TEKS SUMBER:
◇ ◇ ◇ ◇

Berdasarkan dugaan aparat, aksi tawuran tersebut ternyata hanyalah sebuah konten untuk menghasilkan uang di sosial media. Pasalnya, selain para pelaku saat diidentifikasi bukanlah merupakan warga setempat, juga terdapat bukti-bukti yang memperkuat bahwa aksi tawuran tersebut hanyalah sebuah konten belaka, seperti adanya perjanjian dari para pelaku melalui media sosial juga ada bukti siaran langsung yang sedang dilakukan. (republika.co.id, 30-6-2024).
Sebelumnya, kasus serupa yakni tawuran dijadikan sebagai bahan konten media sosial juga dilakukan oleh para remaja di Surabaya. Para remaja yang menyebut genk mereka dengan sebutan "Pasukan Angin Malam" itu terbukti melakukan perjanjian antar anggota kelompok untuk melaksanakan tawuran di sekitar Sidotopo Dipo Surabaya pada Kamis, 27 Juni 2024 lalu, serta adanya live streaming yang dilakukan jelang melakukan aksinya. Sejumlah senjata tajam seperti celurit, gergaji, dan parang pun berhasil diamankan pihak kepolisian (radarsurabaya.jawapos.com, 27-6-2024).
Aksi tawuran sebelumnya juga bukanlah kasus asing yang terjadi. Faktanya kasus tawuran antar remaja genk motor di berbagai daerah sudah kerap terjadi dan cukup meresahkan masyarakat. Hanya saja, kini penyebab tawuran bukan cuma dilatarbelakangi oleh persaingan antar genk, gengsi, ego, harga diri, maupun faktor psikologis berupa krisis identitas diri. Tetapi juga faktor terbaru yang melatarbelakangi adanya tawuran adalah demi konten untuk menghasilkan keuntungan materi.
Apa yang dilakukan para remaja yang kerap terlibat tawuran, utamanya yang dijadikan konten itu menunjukan bahwa generasi saat ini makin sangat tidak baik-baik saja. Karena sadar atau tidak, adanya tawuran yang dijadikan konten demi mendapatkan cuan, hal ini menandakan bahwa cara pandang pada pemuda ini dalam mengukur kebahagiaan adalah berdasarkan materi. Semakin banyak uang maka akan dianggap semakin bahagia. Termasuk di dalamnya rela melakukan apapun, tidak peduli apakah itu halal atau haram, mendidik atau tidak, dan bermanfaat atau malah menyesatkan, hal itu tidak penting. Karena yang terpenting adalah bisa menghasilkan uang.
Yang lebih miris dari ini semua adalah, para pelaku merupakan generasi muda umat Islam. Mayoritas pelaku adalah muslim dan berasal dari orangtua yang beragama Islam. Sungguh suatu hal yang tidak ideal ketika Islam yang dipandang memiliki ajaran yang sempurna malah faktanya banyak umat bahkan generasi mudanya justru kehilangan jati diri. Idealnya menjadi individu yang taat pada Allah, malah menghamba kepada uang dan rela melakukan apapun.

◇ ◇ ◇ ◇

BARIS YANG DIBERIKAN:
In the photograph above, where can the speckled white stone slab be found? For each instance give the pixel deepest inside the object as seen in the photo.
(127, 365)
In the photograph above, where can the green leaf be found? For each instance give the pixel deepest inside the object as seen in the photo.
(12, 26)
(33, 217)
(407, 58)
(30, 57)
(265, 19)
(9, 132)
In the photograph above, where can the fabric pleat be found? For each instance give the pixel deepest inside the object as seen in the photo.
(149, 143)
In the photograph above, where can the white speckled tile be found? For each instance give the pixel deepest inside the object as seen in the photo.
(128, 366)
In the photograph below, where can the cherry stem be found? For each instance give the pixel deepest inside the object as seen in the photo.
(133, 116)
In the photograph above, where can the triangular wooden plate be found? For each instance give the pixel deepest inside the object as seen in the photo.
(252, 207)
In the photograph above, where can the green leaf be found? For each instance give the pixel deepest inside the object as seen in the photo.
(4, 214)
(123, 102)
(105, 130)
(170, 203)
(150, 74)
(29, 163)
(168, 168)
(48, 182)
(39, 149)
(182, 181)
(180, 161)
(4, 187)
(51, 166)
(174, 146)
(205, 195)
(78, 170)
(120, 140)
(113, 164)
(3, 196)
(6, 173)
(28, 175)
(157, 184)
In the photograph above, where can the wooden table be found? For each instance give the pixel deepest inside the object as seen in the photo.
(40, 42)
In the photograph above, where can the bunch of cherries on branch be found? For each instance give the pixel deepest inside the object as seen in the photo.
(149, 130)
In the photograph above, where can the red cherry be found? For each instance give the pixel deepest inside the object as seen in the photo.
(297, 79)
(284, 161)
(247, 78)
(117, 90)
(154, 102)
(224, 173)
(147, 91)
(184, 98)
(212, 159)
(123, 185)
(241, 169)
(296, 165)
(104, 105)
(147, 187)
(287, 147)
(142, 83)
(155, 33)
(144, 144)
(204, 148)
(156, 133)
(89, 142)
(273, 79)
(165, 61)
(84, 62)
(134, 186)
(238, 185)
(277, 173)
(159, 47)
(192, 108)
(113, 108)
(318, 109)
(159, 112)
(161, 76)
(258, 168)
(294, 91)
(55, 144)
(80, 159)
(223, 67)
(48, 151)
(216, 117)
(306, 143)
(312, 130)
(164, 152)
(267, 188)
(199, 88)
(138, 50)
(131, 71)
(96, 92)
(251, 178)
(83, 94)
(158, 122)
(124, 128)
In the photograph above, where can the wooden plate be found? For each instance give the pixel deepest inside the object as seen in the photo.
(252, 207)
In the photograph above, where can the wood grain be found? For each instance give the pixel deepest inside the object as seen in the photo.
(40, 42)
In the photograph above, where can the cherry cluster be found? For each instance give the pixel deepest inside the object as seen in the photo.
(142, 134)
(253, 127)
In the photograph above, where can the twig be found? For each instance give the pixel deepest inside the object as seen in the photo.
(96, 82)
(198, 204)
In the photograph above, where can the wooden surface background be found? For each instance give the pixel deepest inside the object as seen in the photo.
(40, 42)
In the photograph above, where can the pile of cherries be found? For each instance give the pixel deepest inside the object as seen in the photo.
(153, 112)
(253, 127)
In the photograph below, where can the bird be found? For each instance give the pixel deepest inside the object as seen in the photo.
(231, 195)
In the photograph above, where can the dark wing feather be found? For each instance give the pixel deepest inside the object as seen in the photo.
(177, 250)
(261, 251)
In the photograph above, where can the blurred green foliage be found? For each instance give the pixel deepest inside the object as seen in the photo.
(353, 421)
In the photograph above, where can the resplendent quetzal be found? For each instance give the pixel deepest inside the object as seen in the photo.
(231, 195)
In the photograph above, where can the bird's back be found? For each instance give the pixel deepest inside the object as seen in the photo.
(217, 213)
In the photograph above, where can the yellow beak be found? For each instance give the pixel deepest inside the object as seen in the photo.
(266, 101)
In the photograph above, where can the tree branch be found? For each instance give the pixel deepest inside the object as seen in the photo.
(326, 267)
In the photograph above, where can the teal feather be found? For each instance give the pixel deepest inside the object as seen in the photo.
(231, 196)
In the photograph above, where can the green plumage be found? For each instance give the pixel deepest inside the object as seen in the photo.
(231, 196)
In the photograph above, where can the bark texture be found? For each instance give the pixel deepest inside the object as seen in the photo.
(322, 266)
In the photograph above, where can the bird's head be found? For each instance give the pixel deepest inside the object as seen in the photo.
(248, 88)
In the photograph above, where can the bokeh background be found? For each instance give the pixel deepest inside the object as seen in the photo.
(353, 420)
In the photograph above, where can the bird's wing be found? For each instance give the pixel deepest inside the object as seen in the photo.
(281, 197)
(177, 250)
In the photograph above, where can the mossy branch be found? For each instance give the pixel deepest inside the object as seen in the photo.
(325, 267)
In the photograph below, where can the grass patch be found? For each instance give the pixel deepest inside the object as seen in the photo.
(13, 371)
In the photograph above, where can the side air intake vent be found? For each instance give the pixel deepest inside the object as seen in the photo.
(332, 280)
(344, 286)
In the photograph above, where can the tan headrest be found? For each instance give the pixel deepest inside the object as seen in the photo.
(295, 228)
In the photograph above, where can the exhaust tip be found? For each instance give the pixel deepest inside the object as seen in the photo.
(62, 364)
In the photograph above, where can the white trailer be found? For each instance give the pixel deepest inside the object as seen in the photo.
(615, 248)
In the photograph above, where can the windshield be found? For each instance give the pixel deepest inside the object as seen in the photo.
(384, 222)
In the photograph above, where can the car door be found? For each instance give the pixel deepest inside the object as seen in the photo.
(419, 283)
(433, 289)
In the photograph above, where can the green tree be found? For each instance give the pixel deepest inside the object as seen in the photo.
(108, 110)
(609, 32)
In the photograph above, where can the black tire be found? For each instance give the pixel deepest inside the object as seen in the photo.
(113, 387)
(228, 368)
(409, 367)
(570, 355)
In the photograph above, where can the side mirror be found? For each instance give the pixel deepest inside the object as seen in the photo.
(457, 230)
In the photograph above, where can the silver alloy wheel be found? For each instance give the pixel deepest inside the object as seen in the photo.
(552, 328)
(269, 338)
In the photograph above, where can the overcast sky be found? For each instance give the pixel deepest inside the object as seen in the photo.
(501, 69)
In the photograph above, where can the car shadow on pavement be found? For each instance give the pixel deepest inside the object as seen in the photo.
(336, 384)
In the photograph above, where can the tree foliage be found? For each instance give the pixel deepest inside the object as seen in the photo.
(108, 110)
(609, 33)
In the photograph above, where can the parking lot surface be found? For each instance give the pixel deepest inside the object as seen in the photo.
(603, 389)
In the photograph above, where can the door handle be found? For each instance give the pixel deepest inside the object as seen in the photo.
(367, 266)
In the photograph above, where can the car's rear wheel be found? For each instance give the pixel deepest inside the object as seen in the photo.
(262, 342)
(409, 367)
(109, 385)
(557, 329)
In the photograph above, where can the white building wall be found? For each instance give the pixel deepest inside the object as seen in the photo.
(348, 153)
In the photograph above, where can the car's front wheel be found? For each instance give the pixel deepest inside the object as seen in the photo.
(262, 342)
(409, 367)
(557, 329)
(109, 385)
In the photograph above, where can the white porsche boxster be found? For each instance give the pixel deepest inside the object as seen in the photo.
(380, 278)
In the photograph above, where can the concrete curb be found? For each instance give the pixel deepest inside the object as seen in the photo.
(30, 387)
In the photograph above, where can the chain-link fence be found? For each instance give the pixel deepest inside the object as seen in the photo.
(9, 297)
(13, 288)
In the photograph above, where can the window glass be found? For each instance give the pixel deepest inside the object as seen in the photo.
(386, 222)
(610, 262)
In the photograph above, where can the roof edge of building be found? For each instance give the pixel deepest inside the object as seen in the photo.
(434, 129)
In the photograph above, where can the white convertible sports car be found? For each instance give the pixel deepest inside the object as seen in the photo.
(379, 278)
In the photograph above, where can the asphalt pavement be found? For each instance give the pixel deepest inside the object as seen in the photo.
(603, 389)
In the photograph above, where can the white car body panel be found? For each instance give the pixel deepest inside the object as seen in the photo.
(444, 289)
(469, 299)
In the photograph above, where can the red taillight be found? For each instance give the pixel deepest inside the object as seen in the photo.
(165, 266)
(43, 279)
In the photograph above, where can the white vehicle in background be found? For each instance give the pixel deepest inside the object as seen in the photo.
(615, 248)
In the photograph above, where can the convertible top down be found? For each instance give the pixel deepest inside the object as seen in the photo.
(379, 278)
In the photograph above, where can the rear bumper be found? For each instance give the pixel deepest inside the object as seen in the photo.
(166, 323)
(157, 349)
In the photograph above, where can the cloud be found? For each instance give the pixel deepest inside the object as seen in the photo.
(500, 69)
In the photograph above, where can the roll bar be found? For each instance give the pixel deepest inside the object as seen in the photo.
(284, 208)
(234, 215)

◇ ◇ ◇ ◇

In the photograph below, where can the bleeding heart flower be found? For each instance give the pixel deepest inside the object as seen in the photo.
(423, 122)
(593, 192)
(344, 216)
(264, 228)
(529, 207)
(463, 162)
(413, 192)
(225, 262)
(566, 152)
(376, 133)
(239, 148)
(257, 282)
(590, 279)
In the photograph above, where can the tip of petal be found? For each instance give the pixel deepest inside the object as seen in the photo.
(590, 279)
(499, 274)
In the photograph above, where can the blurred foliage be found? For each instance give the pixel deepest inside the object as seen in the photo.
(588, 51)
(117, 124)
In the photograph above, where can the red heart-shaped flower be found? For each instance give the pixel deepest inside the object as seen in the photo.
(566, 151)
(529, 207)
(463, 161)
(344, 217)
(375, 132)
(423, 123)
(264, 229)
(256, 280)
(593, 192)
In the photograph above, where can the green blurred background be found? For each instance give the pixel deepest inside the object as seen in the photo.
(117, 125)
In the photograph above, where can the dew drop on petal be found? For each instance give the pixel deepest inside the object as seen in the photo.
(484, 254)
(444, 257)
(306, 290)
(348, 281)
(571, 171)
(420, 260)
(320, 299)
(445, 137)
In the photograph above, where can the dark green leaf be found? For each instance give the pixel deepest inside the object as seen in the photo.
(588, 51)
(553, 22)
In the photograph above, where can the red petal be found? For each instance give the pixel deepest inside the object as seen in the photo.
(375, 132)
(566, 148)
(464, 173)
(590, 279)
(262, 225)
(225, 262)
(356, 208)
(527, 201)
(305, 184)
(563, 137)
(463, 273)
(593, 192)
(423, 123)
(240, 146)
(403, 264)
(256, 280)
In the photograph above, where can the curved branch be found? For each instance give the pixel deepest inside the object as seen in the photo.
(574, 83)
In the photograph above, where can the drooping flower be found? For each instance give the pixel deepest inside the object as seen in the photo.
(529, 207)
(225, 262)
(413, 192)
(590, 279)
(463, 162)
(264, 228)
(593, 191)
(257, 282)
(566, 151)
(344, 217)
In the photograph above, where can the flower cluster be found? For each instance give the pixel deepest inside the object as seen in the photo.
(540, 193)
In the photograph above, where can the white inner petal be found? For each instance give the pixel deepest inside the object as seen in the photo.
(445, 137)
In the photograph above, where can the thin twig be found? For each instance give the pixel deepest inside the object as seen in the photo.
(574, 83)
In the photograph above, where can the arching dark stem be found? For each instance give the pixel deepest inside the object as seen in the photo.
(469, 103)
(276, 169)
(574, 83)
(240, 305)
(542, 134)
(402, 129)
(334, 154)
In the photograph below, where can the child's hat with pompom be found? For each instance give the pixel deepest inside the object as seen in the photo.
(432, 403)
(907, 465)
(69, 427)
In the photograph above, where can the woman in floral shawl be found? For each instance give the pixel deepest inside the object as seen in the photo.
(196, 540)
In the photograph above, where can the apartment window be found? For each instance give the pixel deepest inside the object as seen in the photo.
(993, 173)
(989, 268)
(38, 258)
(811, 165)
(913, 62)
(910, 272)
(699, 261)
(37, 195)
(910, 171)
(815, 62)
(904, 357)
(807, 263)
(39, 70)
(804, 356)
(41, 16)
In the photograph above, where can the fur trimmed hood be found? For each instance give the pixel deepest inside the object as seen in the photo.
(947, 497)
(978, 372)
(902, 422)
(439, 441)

◇ ◇ ◇ ◇

DAFTAR TUGAS:
1) Tampilkan tanpa perubahan bagian teks tentang tawuran dari "Aksi tawuran sebelumnya" sampai "menghasilkan keuntungan materi.", termasuk kedua ujungnya.
2) Jawab pertanyaan berikut berdasarkan teks tentang tawuran:
(a) Dengan sebutan apa para remaja di Surabaya menamai genk mereka?
(b) Senjata tajam apa saja yang disebutkan berhasil diamankan pihak kepolisian?
(c) Menurut teks, mayoritas pelaku beragama apa?

JAWABAN YANG DIHARAPKAN:
1)
Aksi tawuran sebelumnya juga bukanlah kasus asing yang terjadi. Faktanya kasus tawuran antar remaja genk motor di berbagai daerah sudah kerap terjadi dan cukup meresahkan masyarakat. Hanya saja, kini penyebab tawuran bukan cuma dilatarbelakangi oleh persaingan antar genk, gengsi, ego, harga diri, maupun faktor psikologis berupa krisis identitas diri. Tetapi juga faktor terbaru yang melatarbelakangi adanya tawuran adalah demi konten untuk menghasilkan keuntungan materi.

2)
(a) "Pasukan Angin Malam"
(b) Celurit, gergaji, dan parang
(c) Islam (muslim)